— Image-grounded pointing data —
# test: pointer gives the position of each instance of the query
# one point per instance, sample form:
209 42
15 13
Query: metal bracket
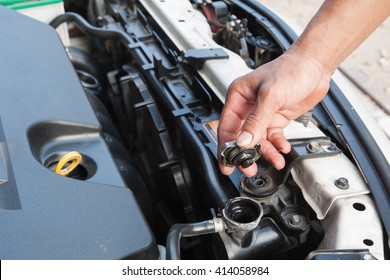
197 57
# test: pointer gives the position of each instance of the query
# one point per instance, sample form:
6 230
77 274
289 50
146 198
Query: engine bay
138 95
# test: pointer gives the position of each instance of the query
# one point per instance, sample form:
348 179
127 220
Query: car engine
109 144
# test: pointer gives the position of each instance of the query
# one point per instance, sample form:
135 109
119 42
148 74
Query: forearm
338 28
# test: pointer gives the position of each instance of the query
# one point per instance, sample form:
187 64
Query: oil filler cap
233 155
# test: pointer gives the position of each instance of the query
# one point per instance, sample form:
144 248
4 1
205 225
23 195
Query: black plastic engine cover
45 113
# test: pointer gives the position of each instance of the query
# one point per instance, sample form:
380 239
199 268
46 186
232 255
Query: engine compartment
141 104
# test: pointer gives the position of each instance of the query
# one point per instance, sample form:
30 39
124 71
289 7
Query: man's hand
259 105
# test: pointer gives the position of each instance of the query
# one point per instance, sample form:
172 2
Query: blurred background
368 66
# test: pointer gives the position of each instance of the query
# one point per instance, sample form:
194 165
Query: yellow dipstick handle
74 158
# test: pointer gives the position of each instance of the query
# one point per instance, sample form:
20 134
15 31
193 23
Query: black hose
206 162
89 29
185 230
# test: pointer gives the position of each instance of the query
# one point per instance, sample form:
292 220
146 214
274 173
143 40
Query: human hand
260 104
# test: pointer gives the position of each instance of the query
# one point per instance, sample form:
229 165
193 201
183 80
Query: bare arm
260 104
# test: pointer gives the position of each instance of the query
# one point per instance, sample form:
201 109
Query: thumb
255 126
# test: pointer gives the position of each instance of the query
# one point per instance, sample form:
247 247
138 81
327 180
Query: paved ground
368 66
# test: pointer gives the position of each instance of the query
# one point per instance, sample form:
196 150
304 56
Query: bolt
295 219
342 183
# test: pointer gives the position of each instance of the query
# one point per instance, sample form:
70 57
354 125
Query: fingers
255 126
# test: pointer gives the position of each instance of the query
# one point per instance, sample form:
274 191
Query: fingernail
244 139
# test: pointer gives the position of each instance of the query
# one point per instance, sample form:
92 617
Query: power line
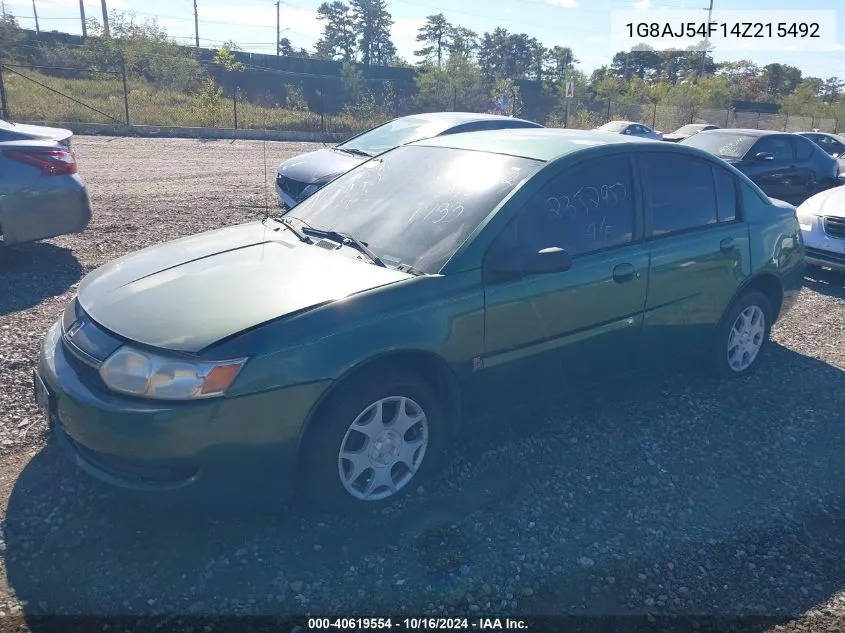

— The task —
A faithful, complete copy of the records above is required, one that contains no pictures.

— Written solution —
# test: pointer gives the position of each instance of the query
# one point per instance, sample form:
209 42
15 13
Query: metal bracket
197 57
# test: pointer gives the position of each instance of the query
# one point per instance, sample form:
6 230
77 274
289 50
146 198
Query: engine bay
138 95
# test: pointer gives the position of each instance of the query
# one point per instance, sample form:
348 179
127 220
Query: car engine
109 144
# test: pointer gives the position of each instance of the query
# one point per instance, sample form:
135 109
119 42
148 74
Query: forearm
338 28
# test: pointer gives the position of each instance of the query
# one point per instance, sample form:
187 64
Query: oil filler cap
233 155
# test: pointer gives the position of each instance of the query
# one point per instance, sample form:
144 248
4 1
205 225
23 195
Query: black plastic engine cover
45 113
# test: pointer gives the position of each instance of the query
# one point per instance, sample form:
380 239
199 268
46 186
232 255
Query: engine compartment
141 104
# test: pointer gives the position of each instance of the query
# one point per instance, sample form:
30 39
124 71
289 7
Query: man's hand
259 105
# test: pointer gives the position of each instance of the query
# one point per instance, sample form:
172 2
Query: blurred background
368 66
# test: pointer gives the position of each instance of the query
# one point per instance, sample form:
194 165
Query: yellow dipstick handle
74 158
# test: pointer gives the position of each instance of the query
# one point per instance, sample form:
20 134
15 31
193 23
Query: black hose
206 162
89 29
185 230
# test: pointer gives the position of each instance of the query
# one point per instance, sample form:
292 220
146 214
274 173
143 40
Query: human hand
260 104
# test: pointer gives the position of each instance of the query
# one point per instance, sample form:
229 165
193 201
183 80
Query: bare arm
260 104
# test: pointer gives the position of each instance of the query
# one point per instance, sample form:
201 109
Query: thumb
255 126
# test: pointer gives the position of each instance of the query
# one point per instance, sample form:
247 247
138 81
327 180
Query: paved ground
368 66
# test: pointer gives the position of each instance of the query
# one point per instance, sample form:
196 150
304 56
Query: bolt
295 219
342 183
# test: pointer gives the position of each instance of the query
# one point per instance, sample form:
70 57
354 125
Query: fingers
255 126
# test: pointer gives the position of each instance of the query
# one point per instance, sample form:
274 191
Query: fingernail
244 139
# test: pointer gives the position of each instance of the query
# one point per instance, sample form:
92 617
Query: power line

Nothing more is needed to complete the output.